● Instrucción 1:
Resuma en dos oraciones el fragmento sobre la acción del Espíritu Santo.
● Instrucción 2:
Del fragmento sobre la acción del Espíritu Santo, transcriba el pasaje que comienza con las palabras "El Espíritu Santo hará comprender la" y termina con "de gracia santificante.", sustituyendo "lavan por completo" por "purifican totalmente".

● Fragmento proporcionado:

·····

El Espíritu Santo hará comprender la grandeza majestuosa del sacramento de la confesión, mediante el cual “los pecados quedan perdonados” porque por este sacramento cae sobre el alma la Sangre de las heridas de Jesús, que lavan por completo al alma y le conceden el estado de gracia santificante.
El Espíritu Santo hará apreciar el valor inestimable de la gracia santificante, y hará comprender por qué los santos y los mártires prefirieron “morir antes que pecar”; hará entender también el inmenso poder destructor del pecado, para lo cual hará contemplar las llagas de Cristo crucificado, puesto que cada herida abierta, cada golpe recibido por Jesús, cada punzada de las espinas de su corona, cada gota de Sangre de sus manos, de sus pies, de su Cabeza, de su costado abierto, de su Cuerpo todo, son las consecuencias de los pecados de los hombres. El Espíritu Santo hará comprender que el pecado que el hombre comete, cualquiera que este sea, mientras es insensible e indoloro para el hombre, para Él se traducen en golpes, flagelaciones, hematomas, luxaciones, heridas abiertas y sangrantes, y en dolor inenarrable, y así será también el Espíritu Santo quien suscite en el hombre la contrición del corazón, el arrepentimiento perfecto, y para eso le convertirá antes su corazón de piedra en corazón de carne, porque un corazón de piedra no se conmueve ante Cristo crucificado y sigue pecando, mientras que el corazón de carne se siente estrujar por el dolor ante la consecuencia del pecado en el Cuerpo de Cristo.

·····

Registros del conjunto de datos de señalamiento

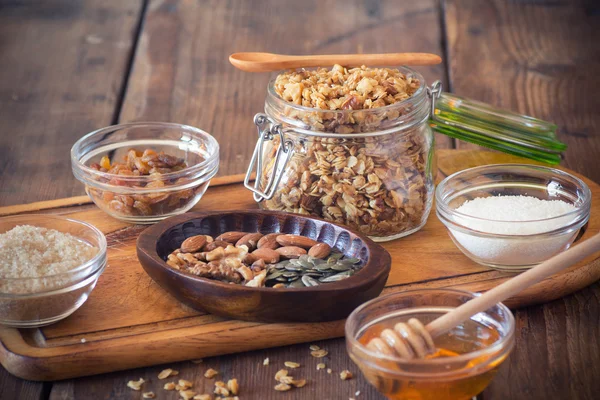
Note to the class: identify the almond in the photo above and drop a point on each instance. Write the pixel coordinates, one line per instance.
(249, 259)
(296, 240)
(231, 237)
(291, 251)
(250, 240)
(269, 241)
(259, 265)
(269, 256)
(193, 244)
(320, 250)
(215, 244)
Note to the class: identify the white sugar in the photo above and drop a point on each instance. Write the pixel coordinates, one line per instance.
(514, 208)
(513, 215)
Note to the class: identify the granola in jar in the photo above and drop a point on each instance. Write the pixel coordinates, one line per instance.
(362, 148)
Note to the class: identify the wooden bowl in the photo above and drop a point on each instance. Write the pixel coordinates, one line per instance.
(331, 301)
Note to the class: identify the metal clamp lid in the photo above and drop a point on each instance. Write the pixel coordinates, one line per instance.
(268, 129)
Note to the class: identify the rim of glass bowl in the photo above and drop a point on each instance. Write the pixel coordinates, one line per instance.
(99, 258)
(496, 347)
(77, 153)
(580, 213)
(418, 115)
(86, 280)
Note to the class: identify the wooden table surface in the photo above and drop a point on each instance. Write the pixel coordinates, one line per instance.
(69, 67)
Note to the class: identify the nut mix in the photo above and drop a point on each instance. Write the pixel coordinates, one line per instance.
(379, 185)
(274, 260)
(147, 163)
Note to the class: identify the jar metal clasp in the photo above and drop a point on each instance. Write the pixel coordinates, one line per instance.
(268, 129)
(434, 92)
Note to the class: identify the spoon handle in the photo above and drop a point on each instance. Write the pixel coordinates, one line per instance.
(513, 286)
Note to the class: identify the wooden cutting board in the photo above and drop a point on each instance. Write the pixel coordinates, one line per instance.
(129, 321)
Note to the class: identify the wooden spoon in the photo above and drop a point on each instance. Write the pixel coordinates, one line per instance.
(263, 62)
(414, 340)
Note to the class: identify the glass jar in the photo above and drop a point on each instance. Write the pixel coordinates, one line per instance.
(369, 169)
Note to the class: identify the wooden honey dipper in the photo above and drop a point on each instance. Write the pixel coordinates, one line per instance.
(412, 339)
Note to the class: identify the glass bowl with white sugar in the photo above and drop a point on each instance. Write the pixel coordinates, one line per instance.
(49, 265)
(512, 216)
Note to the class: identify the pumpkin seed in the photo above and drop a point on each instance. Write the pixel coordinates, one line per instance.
(275, 274)
(308, 281)
(307, 271)
(296, 284)
(336, 277)
(340, 267)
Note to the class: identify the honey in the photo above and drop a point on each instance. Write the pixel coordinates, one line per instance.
(444, 375)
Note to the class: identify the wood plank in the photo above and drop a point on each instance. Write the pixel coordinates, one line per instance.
(540, 58)
(63, 65)
(182, 74)
(256, 381)
(15, 388)
(130, 321)
(557, 351)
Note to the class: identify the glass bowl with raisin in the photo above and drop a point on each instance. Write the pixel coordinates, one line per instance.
(145, 172)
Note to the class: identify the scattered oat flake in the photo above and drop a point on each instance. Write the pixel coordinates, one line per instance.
(233, 386)
(187, 394)
(282, 387)
(299, 383)
(165, 373)
(136, 385)
(211, 373)
(319, 353)
(345, 375)
(291, 364)
(221, 389)
(280, 374)
(185, 384)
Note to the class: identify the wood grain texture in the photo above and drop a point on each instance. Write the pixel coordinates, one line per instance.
(256, 381)
(129, 321)
(14, 388)
(540, 58)
(67, 62)
(182, 73)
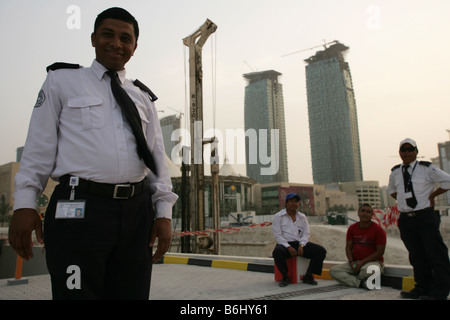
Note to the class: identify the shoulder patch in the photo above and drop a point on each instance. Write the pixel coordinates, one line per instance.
(143, 87)
(40, 99)
(425, 163)
(62, 65)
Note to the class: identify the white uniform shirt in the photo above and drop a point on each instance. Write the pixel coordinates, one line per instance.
(424, 179)
(285, 230)
(77, 128)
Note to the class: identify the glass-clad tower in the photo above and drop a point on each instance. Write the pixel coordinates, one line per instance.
(265, 147)
(333, 123)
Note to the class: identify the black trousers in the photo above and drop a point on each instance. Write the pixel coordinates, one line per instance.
(109, 246)
(316, 253)
(428, 253)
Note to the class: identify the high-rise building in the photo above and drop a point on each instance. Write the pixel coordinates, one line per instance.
(333, 122)
(265, 148)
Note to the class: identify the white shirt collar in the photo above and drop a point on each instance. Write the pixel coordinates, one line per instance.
(99, 70)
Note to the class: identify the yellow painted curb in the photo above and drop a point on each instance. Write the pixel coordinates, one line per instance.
(408, 283)
(229, 264)
(176, 260)
(325, 275)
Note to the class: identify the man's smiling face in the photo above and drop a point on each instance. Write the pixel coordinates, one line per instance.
(114, 43)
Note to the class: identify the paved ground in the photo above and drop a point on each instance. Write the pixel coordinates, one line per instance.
(187, 282)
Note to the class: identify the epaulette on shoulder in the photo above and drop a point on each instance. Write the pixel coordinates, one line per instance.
(143, 87)
(62, 65)
(425, 163)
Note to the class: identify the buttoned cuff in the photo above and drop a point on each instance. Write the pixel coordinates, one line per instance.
(163, 210)
(25, 199)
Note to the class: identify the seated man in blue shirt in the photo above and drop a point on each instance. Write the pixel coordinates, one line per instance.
(291, 231)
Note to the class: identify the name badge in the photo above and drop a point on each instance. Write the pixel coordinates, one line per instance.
(70, 209)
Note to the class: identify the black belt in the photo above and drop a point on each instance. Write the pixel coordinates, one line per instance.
(115, 191)
(416, 213)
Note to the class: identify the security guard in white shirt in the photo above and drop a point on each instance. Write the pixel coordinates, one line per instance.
(101, 216)
(412, 184)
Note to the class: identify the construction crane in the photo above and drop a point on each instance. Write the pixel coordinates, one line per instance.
(322, 45)
(195, 43)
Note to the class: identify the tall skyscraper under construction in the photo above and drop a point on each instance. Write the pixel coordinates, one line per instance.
(333, 122)
(265, 148)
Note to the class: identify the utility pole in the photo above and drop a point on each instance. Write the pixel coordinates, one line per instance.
(195, 43)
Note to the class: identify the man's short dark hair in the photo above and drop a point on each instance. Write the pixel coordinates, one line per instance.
(119, 14)
(365, 205)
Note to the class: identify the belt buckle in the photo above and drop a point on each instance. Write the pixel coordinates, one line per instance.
(117, 188)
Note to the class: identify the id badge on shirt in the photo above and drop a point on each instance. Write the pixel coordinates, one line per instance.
(71, 209)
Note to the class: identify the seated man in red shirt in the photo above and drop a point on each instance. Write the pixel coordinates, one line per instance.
(365, 245)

·····

● Respuesta final 1:
El Espíritu Santo hará comprender la grandeza del sacramento de la confesión, por el cual la Sangre de las heridas de Jesús lava el alma y le concede el estado de gracia santificante. También hará apreciar el valor de esa gracia, mostrará en las llagas de Cristo crucificado el poder destructor del pecado y suscitará la contrición del corazón al convertir el corazón de piedra en corazón de carne.

● Respuesta final 2:
El Espíritu Santo hará comprender la grandeza majestuosa del sacramento de la confesión, mediante el cual “los pecados quedan perdonados” porque por este sacramento cae sobre el alma la Sangre de las heridas de Jesús, que purifican totalmente al alma y le conceden el estado de gracia santificante.